## SET PROBLEM 1
Extract every line of the records below that contains the string "navy".

## SUPPLIED TEXT
·····

You can’t run a very big business on your own. You’re eventually going to need some employees to help you scale up. The key here is to hire the right people. Warm bodies won’t suffice.

As you interview candidates, look for people who are motivated and ambitious. “Employers should be looking for employees who want the job, and candidates who follow up demonstrate their enthusiasm for the opportunity,” says Mike Steinitz, executive director for Accountemps.

5. Take a business-like approach.

Far too many real estate investors and wealthy individuals think property management is as easy as putting up some money and watching everything fall into place. In most cases, these are the folks who fail rather swiftly. If you want to find success in the property management field, you must take a business-like approach from start to finish. There’s no other way around the situation.

Any tips you’d add to this list?

Leave them below!

About Author

Larry Alton

Larry Alton is a professional blogger, writer and researcher who contributes to online media outlets and news sources. A graduate of Des Moines University, he still lives in Iowa as a full-time freelance writer and avid news hound. In addition to journalism, technical writing and in-depth research, he’s also active in his community and spends weekends volunteering with a local non-profit literacy organization and rock climbing.

8 Comments

  1. margie kohlhaas

    Great article! I moved closer to my rentals so that we can maintenance them and thought about taking over the property management aspect. However, I prefer the investing side of things (working with the numbers, finding new properties, buying materials needed, and project management). I really don’t want tenants calling me about their toilets, heaters, issues with other tenants, or not being able to pay the rent. My property manager is worth her weight in gold. She keeps me freed up to do what I do best.

  2. Jim Costa

    Those who can, do and those that can’t teach. @larry Could you be any more vague. It reads like a high school paper when you didn’t read the assignment.
    1. Make sure it is right for you. So much more could be elaborated on here. What are your local requirements. Have to be licensed in my state similar to agent. Many start with managing their own property. What are some additional things to consider?

·····

## SET PROBLEM 2
Answer these questions from the property management article:
(a) Whom does the article quote on what employers should look for in candidates, and what is his title?
(b) From which university did Larry Alton graduate?
(c) According to margie kohlhaas, what is her property manager worth?

·····

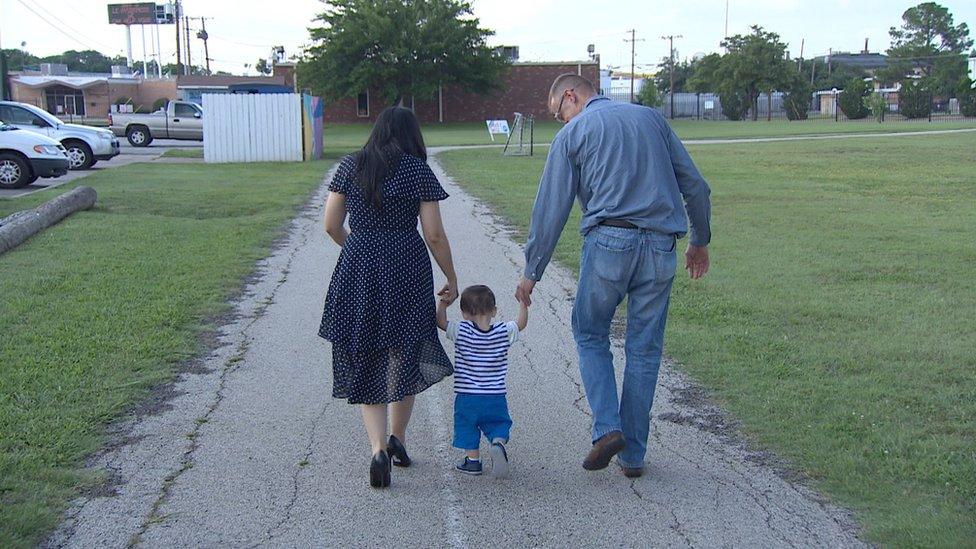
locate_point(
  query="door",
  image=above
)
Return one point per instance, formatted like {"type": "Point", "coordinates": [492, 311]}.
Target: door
{"type": "Point", "coordinates": [187, 122]}
{"type": "Point", "coordinates": [24, 119]}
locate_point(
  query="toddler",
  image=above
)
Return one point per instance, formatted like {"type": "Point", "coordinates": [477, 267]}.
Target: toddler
{"type": "Point", "coordinates": [480, 368]}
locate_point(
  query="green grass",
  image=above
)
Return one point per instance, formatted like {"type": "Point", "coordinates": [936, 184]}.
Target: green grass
{"type": "Point", "coordinates": [347, 137]}
{"type": "Point", "coordinates": [106, 305]}
{"type": "Point", "coordinates": [837, 321]}
{"type": "Point", "coordinates": [184, 153]}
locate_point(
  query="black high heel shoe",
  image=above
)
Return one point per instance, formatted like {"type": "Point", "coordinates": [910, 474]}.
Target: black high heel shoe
{"type": "Point", "coordinates": [398, 453]}
{"type": "Point", "coordinates": [379, 470]}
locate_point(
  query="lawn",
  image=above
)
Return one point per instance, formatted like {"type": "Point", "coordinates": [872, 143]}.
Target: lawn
{"type": "Point", "coordinates": [837, 321]}
{"type": "Point", "coordinates": [345, 137]}
{"type": "Point", "coordinates": [108, 304]}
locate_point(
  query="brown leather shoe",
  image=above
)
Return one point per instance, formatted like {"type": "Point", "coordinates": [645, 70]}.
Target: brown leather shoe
{"type": "Point", "coordinates": [603, 451]}
{"type": "Point", "coordinates": [632, 472]}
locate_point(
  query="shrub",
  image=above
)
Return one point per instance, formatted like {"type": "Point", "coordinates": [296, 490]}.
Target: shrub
{"type": "Point", "coordinates": [967, 98]}
{"type": "Point", "coordinates": [797, 99]}
{"type": "Point", "coordinates": [735, 105]}
{"type": "Point", "coordinates": [914, 100]}
{"type": "Point", "coordinates": [851, 100]}
{"type": "Point", "coordinates": [648, 95]}
{"type": "Point", "coordinates": [877, 104]}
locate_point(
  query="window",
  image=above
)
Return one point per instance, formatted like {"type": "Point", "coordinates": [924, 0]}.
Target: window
{"type": "Point", "coordinates": [64, 100]}
{"type": "Point", "coordinates": [362, 104]}
{"type": "Point", "coordinates": [184, 111]}
{"type": "Point", "coordinates": [21, 117]}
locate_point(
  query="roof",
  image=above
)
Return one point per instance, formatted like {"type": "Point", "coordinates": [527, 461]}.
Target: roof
{"type": "Point", "coordinates": [866, 61]}
{"type": "Point", "coordinates": [553, 63]}
{"type": "Point", "coordinates": [224, 81]}
{"type": "Point", "coordinates": [77, 82]}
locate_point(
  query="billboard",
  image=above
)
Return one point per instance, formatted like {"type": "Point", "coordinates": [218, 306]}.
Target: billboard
{"type": "Point", "coordinates": [142, 13]}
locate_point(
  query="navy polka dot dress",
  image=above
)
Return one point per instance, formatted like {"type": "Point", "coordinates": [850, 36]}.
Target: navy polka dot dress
{"type": "Point", "coordinates": [379, 310]}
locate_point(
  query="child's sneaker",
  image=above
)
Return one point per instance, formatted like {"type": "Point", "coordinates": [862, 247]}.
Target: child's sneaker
{"type": "Point", "coordinates": [499, 458]}
{"type": "Point", "coordinates": [469, 466]}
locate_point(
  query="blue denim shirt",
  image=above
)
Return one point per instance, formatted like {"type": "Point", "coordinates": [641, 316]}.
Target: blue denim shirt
{"type": "Point", "coordinates": [621, 161]}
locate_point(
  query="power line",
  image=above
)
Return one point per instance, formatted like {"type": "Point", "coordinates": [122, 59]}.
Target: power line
{"type": "Point", "coordinates": [69, 27]}
{"type": "Point", "coordinates": [55, 27]}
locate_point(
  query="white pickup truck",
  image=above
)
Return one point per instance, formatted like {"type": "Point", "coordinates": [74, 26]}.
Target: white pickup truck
{"type": "Point", "coordinates": [178, 120]}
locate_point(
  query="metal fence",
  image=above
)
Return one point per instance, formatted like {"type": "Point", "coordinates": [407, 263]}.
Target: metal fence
{"type": "Point", "coordinates": [824, 105]}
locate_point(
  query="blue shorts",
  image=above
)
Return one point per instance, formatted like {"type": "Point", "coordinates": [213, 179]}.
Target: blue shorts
{"type": "Point", "coordinates": [477, 414]}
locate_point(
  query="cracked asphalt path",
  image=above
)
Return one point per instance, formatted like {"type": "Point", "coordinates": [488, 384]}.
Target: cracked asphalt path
{"type": "Point", "coordinates": [251, 450]}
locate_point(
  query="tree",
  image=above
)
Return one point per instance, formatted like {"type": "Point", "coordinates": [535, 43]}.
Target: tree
{"type": "Point", "coordinates": [967, 97]}
{"type": "Point", "coordinates": [683, 70]}
{"type": "Point", "coordinates": [914, 99]}
{"type": "Point", "coordinates": [931, 44]}
{"type": "Point", "coordinates": [753, 63]}
{"type": "Point", "coordinates": [798, 97]}
{"type": "Point", "coordinates": [851, 100]}
{"type": "Point", "coordinates": [648, 95]}
{"type": "Point", "coordinates": [400, 48]}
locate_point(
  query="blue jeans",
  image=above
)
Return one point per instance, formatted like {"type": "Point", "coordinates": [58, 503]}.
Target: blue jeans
{"type": "Point", "coordinates": [639, 265]}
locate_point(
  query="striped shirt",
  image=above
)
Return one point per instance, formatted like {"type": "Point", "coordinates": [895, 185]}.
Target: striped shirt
{"type": "Point", "coordinates": [481, 358]}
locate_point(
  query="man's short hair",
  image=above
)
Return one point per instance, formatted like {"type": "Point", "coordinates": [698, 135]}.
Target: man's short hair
{"type": "Point", "coordinates": [571, 81]}
{"type": "Point", "coordinates": [478, 300]}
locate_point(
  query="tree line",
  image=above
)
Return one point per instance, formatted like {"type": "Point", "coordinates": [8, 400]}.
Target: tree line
{"type": "Point", "coordinates": [927, 59]}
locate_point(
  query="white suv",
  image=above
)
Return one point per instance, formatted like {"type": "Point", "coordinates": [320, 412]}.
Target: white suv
{"type": "Point", "coordinates": [85, 144]}
{"type": "Point", "coordinates": [25, 156]}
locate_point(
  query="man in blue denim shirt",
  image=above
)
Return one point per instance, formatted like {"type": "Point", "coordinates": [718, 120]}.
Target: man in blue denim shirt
{"type": "Point", "coordinates": [638, 189]}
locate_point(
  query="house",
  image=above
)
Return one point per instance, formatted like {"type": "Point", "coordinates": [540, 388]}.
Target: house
{"type": "Point", "coordinates": [524, 88]}
{"type": "Point", "coordinates": [85, 95]}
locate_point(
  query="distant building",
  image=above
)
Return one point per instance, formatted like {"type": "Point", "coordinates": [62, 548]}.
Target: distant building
{"type": "Point", "coordinates": [868, 62]}
{"type": "Point", "coordinates": [91, 95]}
{"type": "Point", "coordinates": [524, 89]}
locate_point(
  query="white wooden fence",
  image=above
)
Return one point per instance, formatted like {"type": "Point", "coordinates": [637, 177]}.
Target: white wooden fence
{"type": "Point", "coordinates": [252, 127]}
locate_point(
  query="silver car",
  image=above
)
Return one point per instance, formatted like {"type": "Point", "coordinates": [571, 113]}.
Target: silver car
{"type": "Point", "coordinates": [85, 144]}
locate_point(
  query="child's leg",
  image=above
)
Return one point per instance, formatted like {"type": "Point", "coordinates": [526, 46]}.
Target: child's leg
{"type": "Point", "coordinates": [466, 435]}
{"type": "Point", "coordinates": [495, 421]}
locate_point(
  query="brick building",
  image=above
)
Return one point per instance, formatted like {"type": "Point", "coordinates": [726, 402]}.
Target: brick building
{"type": "Point", "coordinates": [525, 89]}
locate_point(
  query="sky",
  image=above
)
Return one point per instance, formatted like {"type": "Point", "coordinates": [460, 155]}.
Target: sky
{"type": "Point", "coordinates": [242, 31]}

·····

## FULL ANSWER 1
  query="navy polka dot dress",
Target: navy polka dot dress

## FULL ANSWER 2
(a) Mike Steinitz, executive director for Accountemps.
(b) Des Moines University.
(c) Her weight in gold.